What the exercise asks:
Reproduce the records below verbatim, keeping every line and its order unchanged.

Data provided:

--------------------------------

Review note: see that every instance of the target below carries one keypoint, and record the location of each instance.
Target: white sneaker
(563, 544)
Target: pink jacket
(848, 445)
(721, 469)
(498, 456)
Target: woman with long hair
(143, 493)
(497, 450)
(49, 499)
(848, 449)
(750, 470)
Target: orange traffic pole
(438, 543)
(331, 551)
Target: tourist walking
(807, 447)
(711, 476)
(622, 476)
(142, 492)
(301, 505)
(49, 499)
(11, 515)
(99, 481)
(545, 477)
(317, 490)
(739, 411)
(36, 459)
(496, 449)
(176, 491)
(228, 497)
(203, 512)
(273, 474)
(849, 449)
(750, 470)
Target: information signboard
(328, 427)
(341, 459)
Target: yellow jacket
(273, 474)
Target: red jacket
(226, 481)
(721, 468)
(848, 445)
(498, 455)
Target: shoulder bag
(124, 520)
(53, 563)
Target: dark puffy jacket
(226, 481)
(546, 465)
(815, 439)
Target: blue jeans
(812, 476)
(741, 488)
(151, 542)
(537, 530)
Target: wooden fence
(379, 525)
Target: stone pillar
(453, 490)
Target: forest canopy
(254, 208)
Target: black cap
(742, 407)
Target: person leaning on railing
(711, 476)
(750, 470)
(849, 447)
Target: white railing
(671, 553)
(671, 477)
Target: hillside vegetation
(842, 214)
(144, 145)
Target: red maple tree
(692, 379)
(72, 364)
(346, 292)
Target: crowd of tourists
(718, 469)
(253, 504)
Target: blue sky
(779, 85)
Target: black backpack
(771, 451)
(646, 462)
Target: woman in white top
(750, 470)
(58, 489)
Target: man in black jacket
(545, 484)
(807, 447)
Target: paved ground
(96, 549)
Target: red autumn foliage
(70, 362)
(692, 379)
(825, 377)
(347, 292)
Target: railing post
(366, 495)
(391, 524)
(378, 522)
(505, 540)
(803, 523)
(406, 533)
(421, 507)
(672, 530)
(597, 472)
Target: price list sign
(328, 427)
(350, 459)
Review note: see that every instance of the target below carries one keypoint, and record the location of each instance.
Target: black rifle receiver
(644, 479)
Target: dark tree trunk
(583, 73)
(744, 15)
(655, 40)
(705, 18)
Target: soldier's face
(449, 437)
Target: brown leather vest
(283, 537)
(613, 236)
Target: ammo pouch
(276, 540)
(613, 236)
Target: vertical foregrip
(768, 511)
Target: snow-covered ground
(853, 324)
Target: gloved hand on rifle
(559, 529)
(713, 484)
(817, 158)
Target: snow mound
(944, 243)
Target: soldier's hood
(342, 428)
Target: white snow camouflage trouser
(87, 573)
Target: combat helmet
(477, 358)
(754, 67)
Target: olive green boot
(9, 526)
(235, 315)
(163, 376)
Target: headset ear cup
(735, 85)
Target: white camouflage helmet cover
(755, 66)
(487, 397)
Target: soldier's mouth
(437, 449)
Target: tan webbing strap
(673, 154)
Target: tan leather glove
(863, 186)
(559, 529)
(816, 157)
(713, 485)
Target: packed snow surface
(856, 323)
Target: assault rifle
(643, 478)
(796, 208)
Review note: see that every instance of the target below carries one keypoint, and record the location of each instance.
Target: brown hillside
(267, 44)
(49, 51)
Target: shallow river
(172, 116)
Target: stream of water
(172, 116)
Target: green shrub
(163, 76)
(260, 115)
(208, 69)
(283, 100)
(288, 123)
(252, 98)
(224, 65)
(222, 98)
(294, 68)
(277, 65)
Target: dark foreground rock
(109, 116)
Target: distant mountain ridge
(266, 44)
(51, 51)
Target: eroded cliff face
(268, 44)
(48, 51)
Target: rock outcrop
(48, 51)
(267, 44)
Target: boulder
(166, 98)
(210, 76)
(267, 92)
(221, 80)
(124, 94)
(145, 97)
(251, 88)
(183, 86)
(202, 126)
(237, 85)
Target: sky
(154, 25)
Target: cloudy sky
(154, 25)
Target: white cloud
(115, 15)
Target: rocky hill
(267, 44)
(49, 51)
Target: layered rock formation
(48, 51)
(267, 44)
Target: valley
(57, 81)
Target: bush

--------------------------------

Expected answer:
Review note: see that every instance of the target below carries one keypoint, and record the location of each instance.
Target: white sneaker
(563, 544)
Target: pink jacket
(848, 445)
(721, 469)
(498, 456)
Target: woman with long hair
(143, 493)
(497, 450)
(49, 499)
(848, 449)
(750, 470)
Target: orange traffic pole
(438, 543)
(331, 551)
Target: tourist walking
(807, 447)
(711, 476)
(622, 476)
(142, 492)
(301, 505)
(49, 499)
(11, 515)
(99, 481)
(545, 477)
(317, 490)
(739, 411)
(36, 459)
(496, 449)
(176, 491)
(228, 497)
(203, 512)
(273, 474)
(849, 449)
(750, 470)
Target: information signboard
(328, 427)
(341, 459)
Target: yellow jacket
(273, 474)
Target: red jacket
(226, 481)
(721, 468)
(848, 445)
(498, 455)
Target: shoulder bag
(124, 520)
(53, 563)
Target: dark puffy jacket
(226, 481)
(546, 465)
(815, 439)
Target: blue jeans
(812, 476)
(741, 488)
(151, 542)
(537, 530)
Target: wooden fence
(379, 525)
Target: stone pillar
(453, 490)
Target: forest canopy
(254, 208)
Target: black cap
(742, 407)
Target: person leaning on railing
(711, 476)
(750, 470)
(849, 447)
Target: white railing
(671, 553)
(671, 477)
Target: hillside vegetation
(842, 214)
(144, 145)
Target: red maple tree
(692, 379)
(72, 364)
(346, 292)
Target: crowd of tourists
(718, 469)
(253, 504)
Target: blue sky
(779, 85)
Target: black backpack
(771, 451)
(646, 462)
Target: woman in white top
(750, 470)
(58, 489)
Target: man in black jacket
(545, 484)
(807, 447)
Target: paved ground
(96, 549)
Target: red autumn foliage
(70, 362)
(692, 379)
(825, 377)
(347, 292)
Target: railing post
(366, 495)
(391, 524)
(378, 522)
(505, 540)
(803, 523)
(406, 533)
(421, 507)
(672, 530)
(597, 472)
Target: price list sign
(328, 427)
(350, 459)
Review note: see that every instance of the target below carries one keypoint, and record the location of each instance.
Target: black rifle receiver
(644, 479)
Target: dark tree trunk
(583, 73)
(744, 15)
(655, 40)
(705, 18)
Target: soldier's face
(449, 437)
Target: brown leather vest
(283, 537)
(613, 236)
Target: ammo pouch
(276, 540)
(613, 236)
Target: vertical foregrip
(768, 511)
Target: snow-covered ground
(853, 324)
Target: gloved hand on rifle
(559, 529)
(713, 484)
(817, 158)
Target: snow mound
(944, 243)
Target: soldier's hood
(342, 428)
Target: white snow camouflage trouser
(87, 573)
Target: combat helmet
(477, 358)
(754, 67)
Target: olive green boot
(9, 526)
(235, 315)
(163, 376)
Target: headset ear cup
(735, 85)
Target: white camouflage helmet cover
(755, 66)
(487, 397)
Target: soldier's mouth
(437, 449)
Target: tan webbing strap
(673, 154)
Target: tan leather glove
(863, 186)
(559, 529)
(816, 157)
(713, 485)
Target: packed snow surface
(856, 323)
Target: assault rifle
(643, 478)
(796, 208)
Review note: see that every instance of the target below carries one keypoint, and record the location of each instance.
Target: brown hillside
(267, 44)
(49, 51)
Target: shallow river
(172, 116)
Target: stream of water
(172, 116)
Target: green shrub
(163, 76)
(260, 115)
(208, 69)
(283, 100)
(288, 123)
(252, 98)
(224, 65)
(222, 98)
(294, 68)
(277, 65)
Target: dark foreground rock
(109, 116)
Target: distant mountain ridge
(266, 44)
(51, 51)
Target: eroded cliff face
(268, 44)
(48, 51)
Target: rock outcrop
(48, 51)
(267, 44)
Target: boulder
(166, 98)
(210, 76)
(267, 92)
(221, 80)
(124, 94)
(145, 97)
(251, 88)
(183, 86)
(202, 126)
(237, 85)
Target: sky
(154, 25)
Target: cloudy sky
(154, 25)
Target: white cloud
(115, 15)
Target: rocky hill
(267, 44)
(49, 51)
Target: layered rock formation
(48, 51)
(267, 44)
Target: valley
(57, 81)
Target: bush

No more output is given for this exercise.